(Point annotations for photos)
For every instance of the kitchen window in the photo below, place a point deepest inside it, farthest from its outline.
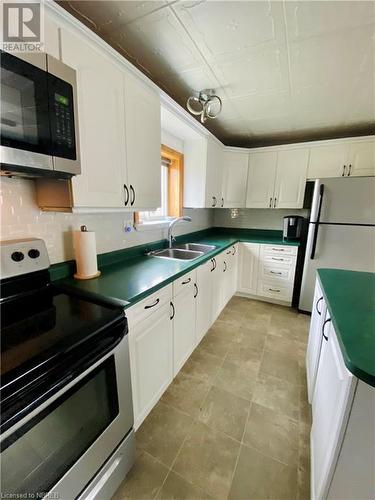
(171, 190)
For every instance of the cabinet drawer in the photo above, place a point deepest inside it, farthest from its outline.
(185, 281)
(277, 274)
(279, 250)
(275, 291)
(279, 260)
(147, 306)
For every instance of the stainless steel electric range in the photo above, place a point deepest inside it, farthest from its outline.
(66, 404)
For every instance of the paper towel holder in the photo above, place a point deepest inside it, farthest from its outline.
(83, 229)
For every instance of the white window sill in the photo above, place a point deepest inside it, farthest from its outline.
(152, 225)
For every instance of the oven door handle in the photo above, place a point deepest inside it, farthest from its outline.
(18, 399)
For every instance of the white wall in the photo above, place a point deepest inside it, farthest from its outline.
(254, 218)
(21, 218)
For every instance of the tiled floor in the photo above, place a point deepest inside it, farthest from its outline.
(235, 422)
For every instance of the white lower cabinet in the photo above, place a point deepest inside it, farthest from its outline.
(267, 271)
(248, 267)
(318, 318)
(330, 409)
(151, 359)
(183, 315)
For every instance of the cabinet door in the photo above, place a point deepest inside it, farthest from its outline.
(218, 292)
(318, 317)
(214, 173)
(151, 361)
(327, 161)
(330, 408)
(203, 299)
(261, 180)
(143, 143)
(361, 158)
(183, 327)
(101, 125)
(235, 166)
(290, 178)
(248, 262)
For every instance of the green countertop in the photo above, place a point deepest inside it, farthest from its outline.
(350, 298)
(129, 276)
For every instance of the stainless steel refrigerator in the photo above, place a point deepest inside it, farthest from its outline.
(341, 230)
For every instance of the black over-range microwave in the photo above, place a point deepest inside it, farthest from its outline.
(39, 128)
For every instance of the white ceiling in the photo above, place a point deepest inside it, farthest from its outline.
(285, 70)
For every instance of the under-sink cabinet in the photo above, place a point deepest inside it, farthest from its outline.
(165, 327)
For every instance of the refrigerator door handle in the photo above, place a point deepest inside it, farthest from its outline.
(315, 238)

**What the exercise asks:** Without the pictures, restate each entry exactly.

**Output for this task:**
For every instance of the kitchen window in the photo below, place a point deepest inside it, farthest from its outline.
(171, 190)
For every instance of the cabinet drawer in the photo above, place a point deepest inside it, farthest from its outline.
(185, 281)
(277, 274)
(279, 250)
(275, 291)
(279, 260)
(147, 306)
For every instance of the stainless steel electric range in the photo above, place a point deepest inside it, farthest from its outline.
(66, 404)
For every instance of the paper towel holder in the photo above, place a point deepest inside it, farthest from its outline.
(83, 229)
For every instance of the white window sill in the photo above, place a point deepest inside it, farthest from its outline.
(152, 225)
For every instance of the oven door handle in the photo above, place a point deepest inside it, farthest from its outline.
(18, 399)
For every instance of the white wall in the photo above, place a point deepest inside it, farthest from its outline.
(254, 218)
(21, 218)
For every instance of the tiled floor in the photo above, place a point deepest inside it, farthest from its outline.
(235, 422)
For every instance of the white lower cabinet in the photo above, place a point deepest inside it, farthest from its outline.
(267, 271)
(248, 267)
(318, 318)
(330, 409)
(151, 359)
(183, 315)
For every instance of the cabinet door in the photo above, place a point deepest inside it, farthest from its outline.
(218, 292)
(318, 317)
(214, 173)
(151, 361)
(327, 161)
(330, 408)
(203, 299)
(261, 180)
(143, 143)
(361, 158)
(183, 327)
(101, 125)
(235, 166)
(290, 178)
(248, 262)
For every instance of the green countertop in the photo above, place a point deepest inside it, farthest from its outline.
(350, 298)
(129, 276)
For every instance of the stainless steel refrigerator in the photo above, place a point deepest inside it, farthest from its outline.
(341, 230)
For every instance of the black over-range microwave in the photo above, place a point deepest inside it, farthest from its outline.
(39, 128)
For every instance of the white ceiling in the photo above, place a point deepest inside it, farthest from its outline.
(285, 70)
For every instance of the under-sink cabinet in the photo above, place a point deepest inside it, farthest from its outline.
(165, 327)
For every instance of the refrigerator door handle in the photo above, place a point deepest inside it, farthest from its outline.
(315, 238)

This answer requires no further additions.